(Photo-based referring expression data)
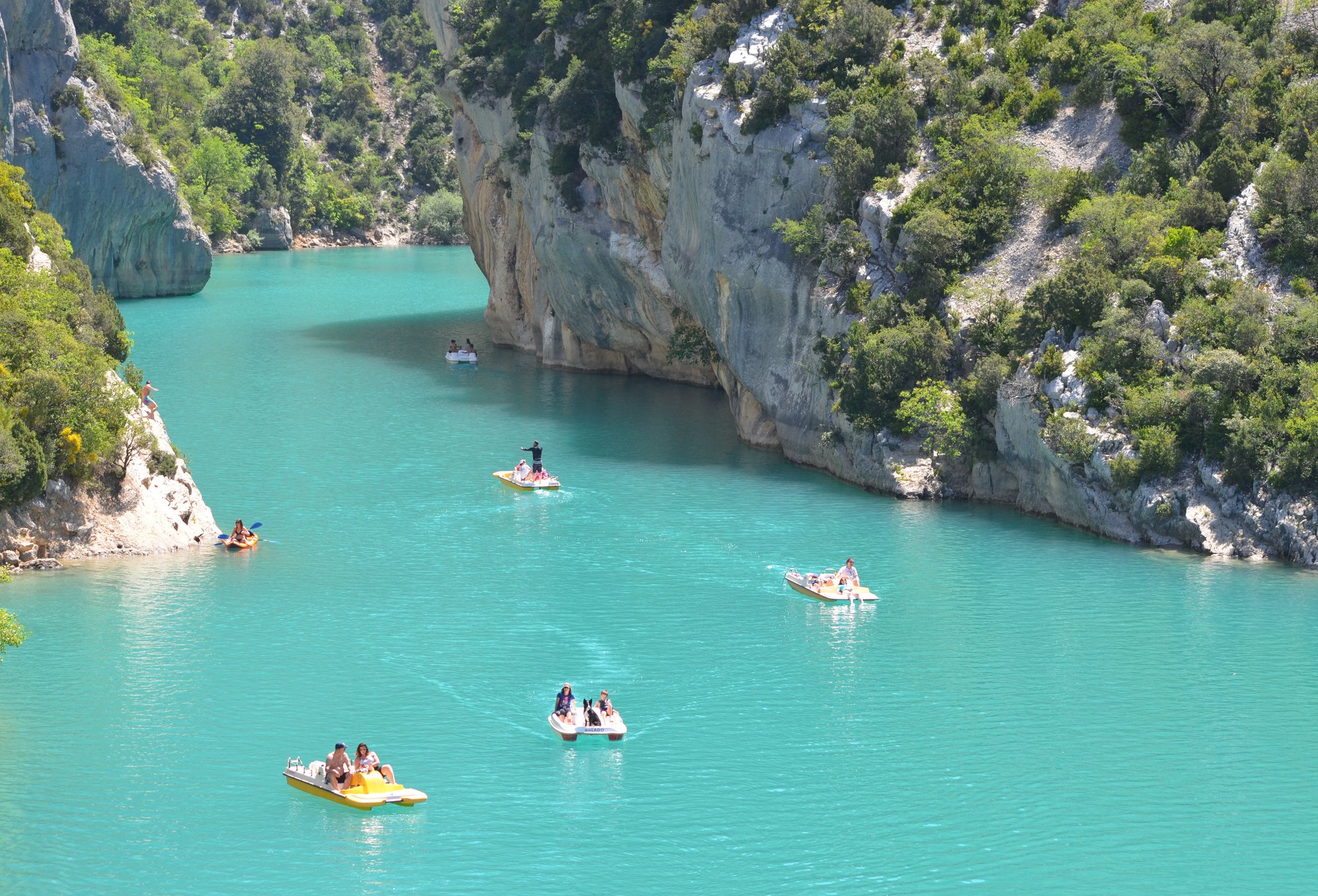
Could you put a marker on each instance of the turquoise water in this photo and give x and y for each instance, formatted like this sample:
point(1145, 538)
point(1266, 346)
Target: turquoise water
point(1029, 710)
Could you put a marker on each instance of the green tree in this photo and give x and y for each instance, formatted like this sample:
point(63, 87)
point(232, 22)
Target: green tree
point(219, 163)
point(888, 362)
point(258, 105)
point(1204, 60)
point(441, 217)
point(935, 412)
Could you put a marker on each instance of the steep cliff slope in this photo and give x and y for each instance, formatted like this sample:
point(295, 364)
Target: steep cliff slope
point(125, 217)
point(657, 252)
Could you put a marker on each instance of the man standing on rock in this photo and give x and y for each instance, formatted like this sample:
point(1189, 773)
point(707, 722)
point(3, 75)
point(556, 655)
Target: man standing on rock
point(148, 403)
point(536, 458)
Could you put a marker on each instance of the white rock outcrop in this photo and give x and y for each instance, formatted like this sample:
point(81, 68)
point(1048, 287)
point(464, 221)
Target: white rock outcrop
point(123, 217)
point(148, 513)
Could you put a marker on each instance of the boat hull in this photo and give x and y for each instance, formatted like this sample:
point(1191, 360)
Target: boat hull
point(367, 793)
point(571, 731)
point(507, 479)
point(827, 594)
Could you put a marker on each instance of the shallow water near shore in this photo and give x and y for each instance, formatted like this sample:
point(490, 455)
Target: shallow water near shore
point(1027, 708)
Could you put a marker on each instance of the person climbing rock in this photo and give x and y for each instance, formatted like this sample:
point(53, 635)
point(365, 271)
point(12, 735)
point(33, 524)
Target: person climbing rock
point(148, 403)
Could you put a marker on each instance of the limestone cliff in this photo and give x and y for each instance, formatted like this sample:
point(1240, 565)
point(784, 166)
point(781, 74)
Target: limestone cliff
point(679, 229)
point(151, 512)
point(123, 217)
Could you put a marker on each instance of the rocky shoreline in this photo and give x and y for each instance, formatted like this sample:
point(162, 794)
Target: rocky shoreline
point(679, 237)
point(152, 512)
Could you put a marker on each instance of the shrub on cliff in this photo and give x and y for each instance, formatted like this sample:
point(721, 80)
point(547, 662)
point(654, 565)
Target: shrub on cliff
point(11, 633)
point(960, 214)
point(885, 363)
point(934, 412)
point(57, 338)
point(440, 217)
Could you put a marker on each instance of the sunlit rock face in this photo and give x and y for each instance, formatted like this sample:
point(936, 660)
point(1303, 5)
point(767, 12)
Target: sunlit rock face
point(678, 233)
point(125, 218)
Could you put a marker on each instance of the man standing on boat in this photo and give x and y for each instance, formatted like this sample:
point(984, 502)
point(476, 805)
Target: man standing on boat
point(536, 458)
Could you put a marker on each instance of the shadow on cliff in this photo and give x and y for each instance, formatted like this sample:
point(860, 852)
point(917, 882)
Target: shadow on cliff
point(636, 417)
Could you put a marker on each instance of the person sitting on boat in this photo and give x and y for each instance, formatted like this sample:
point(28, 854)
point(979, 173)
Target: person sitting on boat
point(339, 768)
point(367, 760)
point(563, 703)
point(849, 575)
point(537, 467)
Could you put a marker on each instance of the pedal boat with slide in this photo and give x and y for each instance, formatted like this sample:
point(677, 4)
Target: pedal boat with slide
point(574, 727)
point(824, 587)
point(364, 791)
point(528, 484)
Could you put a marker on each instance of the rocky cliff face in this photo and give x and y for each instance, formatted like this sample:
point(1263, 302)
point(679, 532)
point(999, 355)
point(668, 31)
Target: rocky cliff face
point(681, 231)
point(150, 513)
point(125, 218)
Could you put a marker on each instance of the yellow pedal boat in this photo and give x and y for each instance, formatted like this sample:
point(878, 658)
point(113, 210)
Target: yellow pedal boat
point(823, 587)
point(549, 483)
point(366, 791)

Exercise objective: In the entries above, take the line containing "point(679, 532)" and each later line through the last, and repeat them exactly. Output nothing else.

Solution below:
point(679, 532)
point(999, 355)
point(668, 31)
Target: rocky cliff face
point(681, 231)
point(150, 513)
point(125, 218)
Could you put a marker on each instance of the yellow pedal boat in this photo and give x and y for each instance, formatted like this sample:
point(878, 658)
point(113, 210)
Target: yellow pedal boat
point(823, 587)
point(549, 483)
point(366, 791)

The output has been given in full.